-- start Information provided --

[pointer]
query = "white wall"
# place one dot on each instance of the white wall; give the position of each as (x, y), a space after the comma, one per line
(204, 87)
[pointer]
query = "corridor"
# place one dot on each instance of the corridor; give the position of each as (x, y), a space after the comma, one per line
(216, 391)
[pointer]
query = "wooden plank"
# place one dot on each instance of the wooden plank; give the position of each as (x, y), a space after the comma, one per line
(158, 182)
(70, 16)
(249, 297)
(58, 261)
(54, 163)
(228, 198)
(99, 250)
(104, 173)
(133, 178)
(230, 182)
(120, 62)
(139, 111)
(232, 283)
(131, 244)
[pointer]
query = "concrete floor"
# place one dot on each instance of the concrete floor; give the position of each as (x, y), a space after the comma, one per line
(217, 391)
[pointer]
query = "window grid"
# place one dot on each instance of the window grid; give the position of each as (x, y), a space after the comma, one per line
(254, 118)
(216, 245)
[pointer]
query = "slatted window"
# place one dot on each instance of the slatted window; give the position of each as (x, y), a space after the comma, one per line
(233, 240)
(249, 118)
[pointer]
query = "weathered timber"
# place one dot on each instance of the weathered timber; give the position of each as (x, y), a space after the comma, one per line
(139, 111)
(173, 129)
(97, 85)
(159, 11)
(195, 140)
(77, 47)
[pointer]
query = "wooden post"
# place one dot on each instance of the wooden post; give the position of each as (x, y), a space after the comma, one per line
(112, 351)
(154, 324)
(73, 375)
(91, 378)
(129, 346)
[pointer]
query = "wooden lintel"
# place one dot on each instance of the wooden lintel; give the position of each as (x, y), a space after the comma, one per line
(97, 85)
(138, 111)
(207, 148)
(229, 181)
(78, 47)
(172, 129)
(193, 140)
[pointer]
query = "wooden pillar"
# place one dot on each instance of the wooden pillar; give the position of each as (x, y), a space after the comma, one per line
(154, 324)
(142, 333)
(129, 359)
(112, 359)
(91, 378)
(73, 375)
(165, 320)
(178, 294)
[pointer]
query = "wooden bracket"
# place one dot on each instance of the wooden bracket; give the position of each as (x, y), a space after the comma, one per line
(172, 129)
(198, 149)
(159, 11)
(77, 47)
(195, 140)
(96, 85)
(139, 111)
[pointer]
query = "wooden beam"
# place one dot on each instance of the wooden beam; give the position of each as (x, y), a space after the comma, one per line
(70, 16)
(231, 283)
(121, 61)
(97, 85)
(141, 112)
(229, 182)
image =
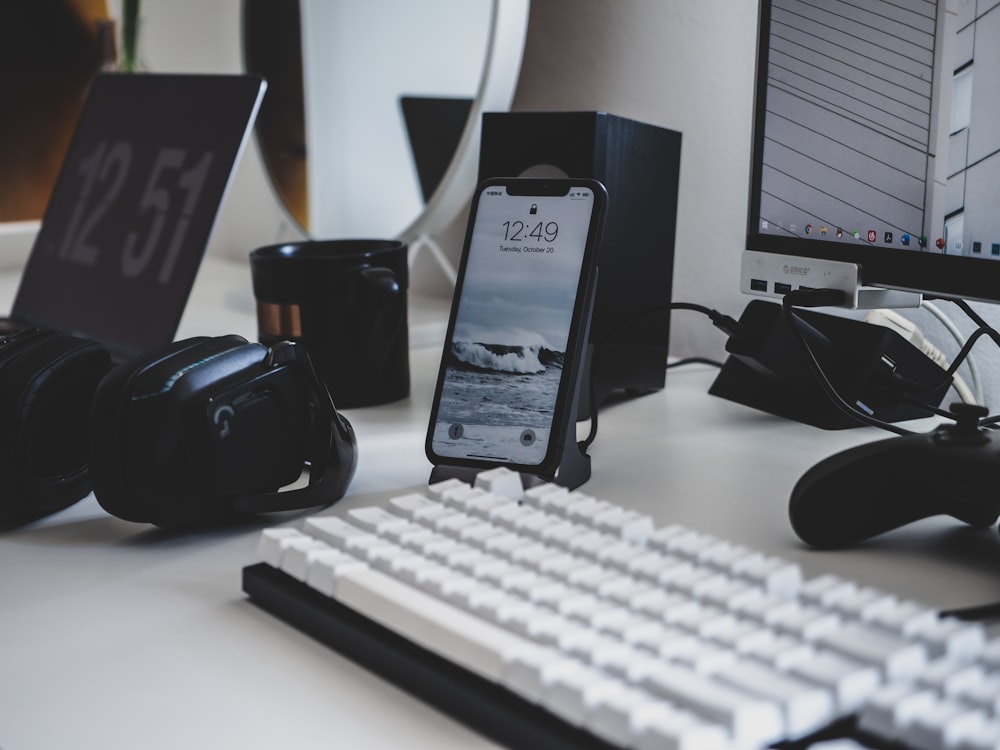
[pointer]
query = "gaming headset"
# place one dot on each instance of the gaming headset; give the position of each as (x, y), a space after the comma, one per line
(202, 431)
(46, 382)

-- end Information provided --

# Instructions for the task
Please pull out and copy each line of the listing above that contains the string "slatted", treating uppercase and lowercase as different.

# Task solution
query = "slatted window"
# place one dot on each instance of the slatted window; give the position of each as (x, y), a space after the comma, one per line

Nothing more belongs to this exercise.